[Rows from a box labeling dataset]

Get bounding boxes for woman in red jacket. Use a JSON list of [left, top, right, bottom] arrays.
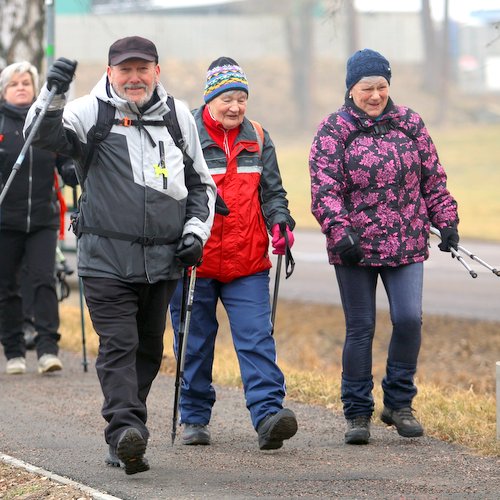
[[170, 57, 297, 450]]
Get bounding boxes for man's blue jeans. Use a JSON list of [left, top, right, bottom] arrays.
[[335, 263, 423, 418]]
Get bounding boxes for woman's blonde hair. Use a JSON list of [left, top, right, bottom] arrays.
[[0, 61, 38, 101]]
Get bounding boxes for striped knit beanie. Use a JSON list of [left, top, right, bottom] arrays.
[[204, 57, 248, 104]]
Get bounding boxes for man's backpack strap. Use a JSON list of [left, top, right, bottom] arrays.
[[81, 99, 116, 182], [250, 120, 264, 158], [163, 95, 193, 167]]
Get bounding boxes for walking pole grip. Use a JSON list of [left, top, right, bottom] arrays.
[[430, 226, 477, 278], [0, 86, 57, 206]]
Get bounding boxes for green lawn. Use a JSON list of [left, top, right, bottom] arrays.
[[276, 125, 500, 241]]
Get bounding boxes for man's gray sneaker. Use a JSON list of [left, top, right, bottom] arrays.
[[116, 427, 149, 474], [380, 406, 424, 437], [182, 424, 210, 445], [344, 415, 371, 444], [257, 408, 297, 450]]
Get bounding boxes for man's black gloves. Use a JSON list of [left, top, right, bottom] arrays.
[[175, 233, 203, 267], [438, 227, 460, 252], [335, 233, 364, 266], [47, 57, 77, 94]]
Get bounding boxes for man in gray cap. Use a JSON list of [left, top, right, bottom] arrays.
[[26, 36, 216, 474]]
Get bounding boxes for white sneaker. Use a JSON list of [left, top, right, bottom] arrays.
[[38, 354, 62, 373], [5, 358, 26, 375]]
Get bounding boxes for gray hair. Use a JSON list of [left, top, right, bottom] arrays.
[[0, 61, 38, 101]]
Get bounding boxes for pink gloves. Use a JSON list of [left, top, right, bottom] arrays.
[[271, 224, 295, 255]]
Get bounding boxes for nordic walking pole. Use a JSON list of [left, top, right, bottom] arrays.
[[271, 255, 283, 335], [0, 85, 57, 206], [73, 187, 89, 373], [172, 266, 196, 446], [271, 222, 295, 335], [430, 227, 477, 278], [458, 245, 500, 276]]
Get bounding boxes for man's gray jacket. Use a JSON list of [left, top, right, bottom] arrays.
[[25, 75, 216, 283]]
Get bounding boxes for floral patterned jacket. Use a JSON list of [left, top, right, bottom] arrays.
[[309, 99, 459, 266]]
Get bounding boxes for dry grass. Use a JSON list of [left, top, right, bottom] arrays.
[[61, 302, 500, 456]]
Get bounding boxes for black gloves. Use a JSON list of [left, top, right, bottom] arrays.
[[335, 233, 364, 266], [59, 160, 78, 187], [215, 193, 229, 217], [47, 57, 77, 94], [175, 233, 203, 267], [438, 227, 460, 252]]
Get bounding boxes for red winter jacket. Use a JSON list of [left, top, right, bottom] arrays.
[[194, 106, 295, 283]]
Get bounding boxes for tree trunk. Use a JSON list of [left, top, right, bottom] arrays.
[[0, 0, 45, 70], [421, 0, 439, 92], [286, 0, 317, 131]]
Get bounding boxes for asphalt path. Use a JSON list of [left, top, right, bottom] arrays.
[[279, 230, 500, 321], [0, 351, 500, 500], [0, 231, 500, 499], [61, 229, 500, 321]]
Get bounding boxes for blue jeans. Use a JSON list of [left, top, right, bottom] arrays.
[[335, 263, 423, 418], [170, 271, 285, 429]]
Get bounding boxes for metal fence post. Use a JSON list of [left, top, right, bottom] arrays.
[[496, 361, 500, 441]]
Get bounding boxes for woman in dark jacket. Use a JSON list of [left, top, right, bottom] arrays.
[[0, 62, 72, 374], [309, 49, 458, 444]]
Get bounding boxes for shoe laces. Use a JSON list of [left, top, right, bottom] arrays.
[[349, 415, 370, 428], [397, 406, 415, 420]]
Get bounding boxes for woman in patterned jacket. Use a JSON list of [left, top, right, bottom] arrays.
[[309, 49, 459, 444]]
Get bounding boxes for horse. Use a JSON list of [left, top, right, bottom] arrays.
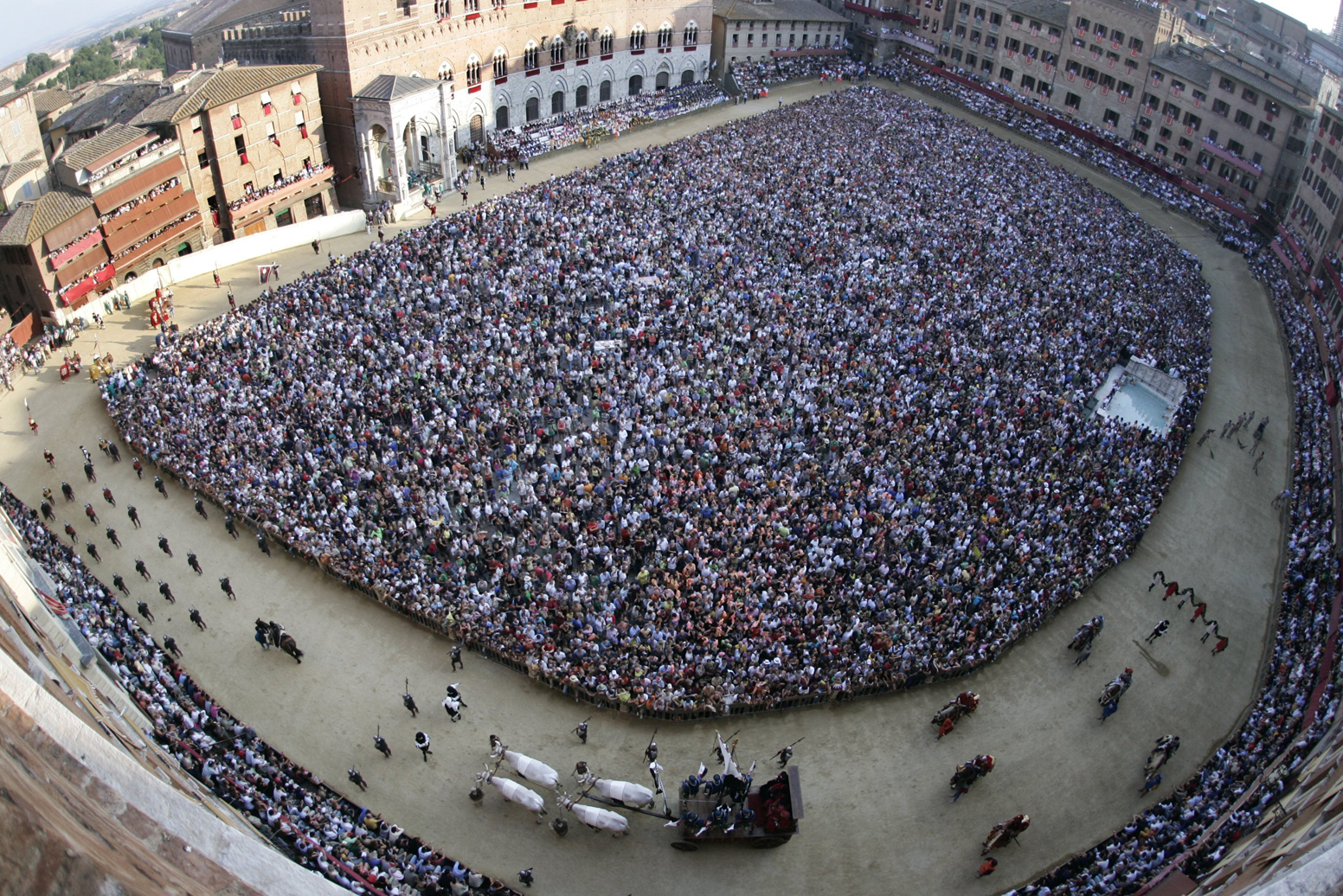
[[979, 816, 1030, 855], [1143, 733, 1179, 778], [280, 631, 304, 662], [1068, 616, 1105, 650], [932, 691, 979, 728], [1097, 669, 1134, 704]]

...

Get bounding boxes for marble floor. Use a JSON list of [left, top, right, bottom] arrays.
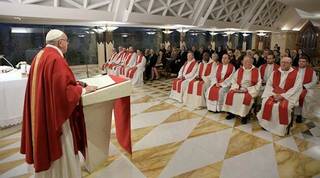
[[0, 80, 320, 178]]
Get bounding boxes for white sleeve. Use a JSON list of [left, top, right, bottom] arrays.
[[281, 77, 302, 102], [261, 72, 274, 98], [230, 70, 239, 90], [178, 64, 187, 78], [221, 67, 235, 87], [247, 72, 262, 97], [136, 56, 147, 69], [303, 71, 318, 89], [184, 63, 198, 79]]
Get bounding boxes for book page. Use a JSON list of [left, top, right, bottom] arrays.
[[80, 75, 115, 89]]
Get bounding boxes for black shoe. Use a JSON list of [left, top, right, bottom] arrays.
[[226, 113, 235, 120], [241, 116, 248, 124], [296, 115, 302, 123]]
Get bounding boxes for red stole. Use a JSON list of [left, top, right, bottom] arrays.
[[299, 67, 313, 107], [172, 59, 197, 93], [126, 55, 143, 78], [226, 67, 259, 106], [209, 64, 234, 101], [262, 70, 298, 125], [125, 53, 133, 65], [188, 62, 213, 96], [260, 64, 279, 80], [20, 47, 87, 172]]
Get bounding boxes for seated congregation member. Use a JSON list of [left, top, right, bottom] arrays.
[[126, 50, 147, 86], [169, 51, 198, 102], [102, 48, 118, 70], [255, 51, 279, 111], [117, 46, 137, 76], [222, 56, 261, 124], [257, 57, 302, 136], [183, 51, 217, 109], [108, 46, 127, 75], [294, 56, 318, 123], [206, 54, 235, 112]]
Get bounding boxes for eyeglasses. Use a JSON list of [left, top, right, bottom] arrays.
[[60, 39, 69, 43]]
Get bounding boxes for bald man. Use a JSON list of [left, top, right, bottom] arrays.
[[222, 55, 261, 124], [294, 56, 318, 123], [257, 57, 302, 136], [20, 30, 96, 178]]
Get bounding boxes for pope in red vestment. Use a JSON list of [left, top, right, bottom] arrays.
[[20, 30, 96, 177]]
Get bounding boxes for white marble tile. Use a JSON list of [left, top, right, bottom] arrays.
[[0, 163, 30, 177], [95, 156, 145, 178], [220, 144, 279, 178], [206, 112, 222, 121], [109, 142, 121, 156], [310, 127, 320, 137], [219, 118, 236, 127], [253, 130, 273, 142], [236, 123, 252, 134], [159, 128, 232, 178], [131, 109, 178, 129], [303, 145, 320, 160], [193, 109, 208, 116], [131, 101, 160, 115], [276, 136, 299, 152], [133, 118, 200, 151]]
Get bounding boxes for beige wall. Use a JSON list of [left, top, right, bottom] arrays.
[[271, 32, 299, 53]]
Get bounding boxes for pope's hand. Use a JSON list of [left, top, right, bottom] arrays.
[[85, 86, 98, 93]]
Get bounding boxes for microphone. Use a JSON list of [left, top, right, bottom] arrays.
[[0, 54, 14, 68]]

--

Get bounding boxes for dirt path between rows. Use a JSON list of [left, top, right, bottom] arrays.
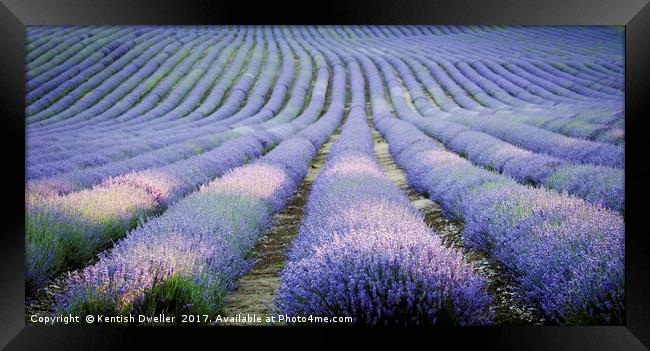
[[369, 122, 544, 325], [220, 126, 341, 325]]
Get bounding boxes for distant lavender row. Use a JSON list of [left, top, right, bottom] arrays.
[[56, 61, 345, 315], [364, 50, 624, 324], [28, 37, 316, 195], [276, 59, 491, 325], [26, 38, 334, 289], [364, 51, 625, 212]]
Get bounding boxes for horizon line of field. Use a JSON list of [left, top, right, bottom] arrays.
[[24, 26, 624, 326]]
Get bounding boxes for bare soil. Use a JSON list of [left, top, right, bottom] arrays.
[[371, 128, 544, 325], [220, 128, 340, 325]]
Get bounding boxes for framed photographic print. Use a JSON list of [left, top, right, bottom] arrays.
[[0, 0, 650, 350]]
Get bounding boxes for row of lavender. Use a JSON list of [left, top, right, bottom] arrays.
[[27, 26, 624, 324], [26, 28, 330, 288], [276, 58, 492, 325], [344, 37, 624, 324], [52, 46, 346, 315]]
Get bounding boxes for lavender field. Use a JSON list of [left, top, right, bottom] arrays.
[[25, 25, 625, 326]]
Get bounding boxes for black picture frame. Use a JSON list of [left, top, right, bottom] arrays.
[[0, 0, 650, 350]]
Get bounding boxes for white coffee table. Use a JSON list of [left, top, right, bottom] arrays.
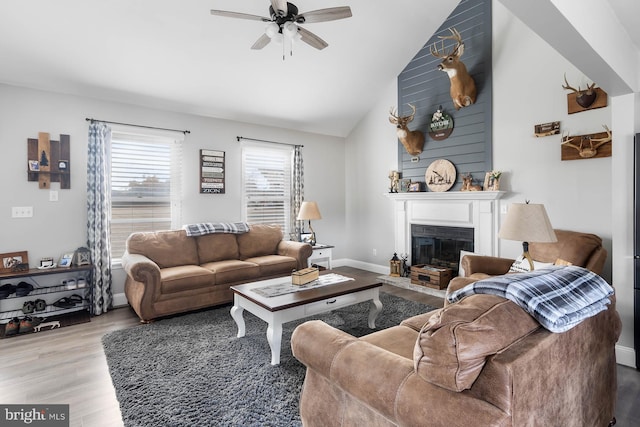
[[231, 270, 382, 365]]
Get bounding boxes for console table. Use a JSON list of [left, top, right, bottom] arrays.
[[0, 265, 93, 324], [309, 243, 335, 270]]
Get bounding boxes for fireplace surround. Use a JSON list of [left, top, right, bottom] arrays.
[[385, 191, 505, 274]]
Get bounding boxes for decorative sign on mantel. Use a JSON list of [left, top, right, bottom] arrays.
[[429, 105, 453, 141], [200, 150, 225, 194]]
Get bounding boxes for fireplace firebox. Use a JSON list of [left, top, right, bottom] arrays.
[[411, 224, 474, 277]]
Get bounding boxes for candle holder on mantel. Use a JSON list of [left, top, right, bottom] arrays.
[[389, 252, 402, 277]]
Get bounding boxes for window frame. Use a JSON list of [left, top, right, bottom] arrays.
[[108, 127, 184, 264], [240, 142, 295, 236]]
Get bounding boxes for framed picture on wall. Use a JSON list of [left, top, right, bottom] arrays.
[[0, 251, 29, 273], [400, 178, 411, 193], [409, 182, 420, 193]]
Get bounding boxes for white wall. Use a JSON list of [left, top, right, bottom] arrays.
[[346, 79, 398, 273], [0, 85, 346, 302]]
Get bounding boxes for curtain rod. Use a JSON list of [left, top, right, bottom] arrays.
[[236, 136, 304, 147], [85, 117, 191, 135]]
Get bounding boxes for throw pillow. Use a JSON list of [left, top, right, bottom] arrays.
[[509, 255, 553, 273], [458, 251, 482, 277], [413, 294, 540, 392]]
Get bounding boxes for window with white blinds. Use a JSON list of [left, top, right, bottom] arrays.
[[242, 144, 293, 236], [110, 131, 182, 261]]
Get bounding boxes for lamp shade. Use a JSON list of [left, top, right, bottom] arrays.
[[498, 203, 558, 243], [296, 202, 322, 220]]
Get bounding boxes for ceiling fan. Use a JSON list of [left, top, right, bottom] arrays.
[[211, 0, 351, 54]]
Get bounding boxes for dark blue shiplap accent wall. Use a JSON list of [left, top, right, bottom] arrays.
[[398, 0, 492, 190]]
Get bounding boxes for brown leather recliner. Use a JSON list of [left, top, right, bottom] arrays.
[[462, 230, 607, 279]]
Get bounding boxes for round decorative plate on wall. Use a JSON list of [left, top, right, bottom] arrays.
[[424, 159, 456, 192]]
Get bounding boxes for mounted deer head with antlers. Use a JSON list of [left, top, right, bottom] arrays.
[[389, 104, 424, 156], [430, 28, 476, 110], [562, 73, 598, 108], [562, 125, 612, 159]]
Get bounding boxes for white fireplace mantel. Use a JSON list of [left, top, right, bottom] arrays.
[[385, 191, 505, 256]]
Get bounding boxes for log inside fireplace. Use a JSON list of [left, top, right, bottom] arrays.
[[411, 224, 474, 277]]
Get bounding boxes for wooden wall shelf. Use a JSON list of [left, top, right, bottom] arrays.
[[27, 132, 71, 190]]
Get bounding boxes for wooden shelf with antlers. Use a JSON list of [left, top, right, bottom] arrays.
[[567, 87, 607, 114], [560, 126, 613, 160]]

■ Your instructions
Rewrite the lines from the one containing "Get bounding boxes for green" through the one containing "229, 500, 321]]", changing "JSON list" to "JSON array" and leaving everything else unchanged.

■ Full output
Get bounding boxes for green lawn. Use a JSON array of [left, top, right, bottom] arrays.
[[276, 125, 500, 241]]
Get bounding boxes for man's gray sneaker. Use a JSON array of [left, top, right, bottom] arrays.
[[116, 427, 149, 474], [380, 406, 424, 437], [182, 424, 210, 445], [344, 415, 371, 444], [257, 408, 297, 450]]
Get bounding boxes for man's black gloves. Use a JSON array of [left, top, right, bottom] arrays.
[[175, 233, 203, 267], [438, 227, 460, 252], [335, 233, 364, 266], [47, 57, 77, 94]]
Get bounding boxes for man in gray cap. Use a JSON array of [left, top, right, bottom] arrays.
[[26, 36, 216, 474]]
Get bounding boxes for white sneaker. Use a JSON array of [left, top, right, bottom] arrays.
[[38, 354, 62, 373], [5, 358, 26, 375]]
Get bounding boxes for gray hair. Use a JSON array of [left, top, right, bottom] arrays.
[[0, 61, 38, 101]]
Get bounding boxes for pink gloves. Use a JSON array of [left, top, right, bottom] arrays.
[[271, 224, 295, 255]]
Get bounding boxes for nordic walking pole. Use a JSON array of [left, top, right, bottom] arrays.
[[271, 255, 283, 335], [0, 85, 57, 206], [73, 187, 89, 373], [172, 266, 196, 446], [271, 222, 295, 335], [430, 227, 477, 278], [458, 245, 500, 276]]
Get bounding boxes for man's gray jacket. Use a JSON array of [left, top, right, bottom] arrays.
[[25, 75, 216, 283]]
Get bounding boxes for floral patterned jacket. Use a JSON array of [left, top, right, bottom] arrays.
[[309, 99, 459, 266]]
Get bounding boxes for dry grass. Use a JSON array of [left, top, right, bottom] arrays.
[[61, 302, 500, 456]]
Get bounding boxes for black gloves. Use a JSON array of [left, top, right, bottom] arrays.
[[335, 233, 364, 266], [59, 160, 78, 187], [215, 193, 229, 217], [47, 57, 77, 94], [175, 233, 203, 267], [438, 227, 460, 252]]
Get bounding boxes for red winter jacket. Use a JSON array of [left, top, right, bottom] arrays.
[[194, 106, 295, 283]]
Get bounding boxes for tree trunk. Use a JSON array of [left, top, right, bottom] arrays.
[[0, 0, 45, 70], [421, 0, 439, 92], [286, 0, 317, 131]]
Get bounding boxes for asphalt path. Use a JSON array of [left, top, right, bottom] arrays.
[[279, 230, 500, 321], [0, 351, 500, 500], [0, 231, 500, 499], [61, 229, 500, 321]]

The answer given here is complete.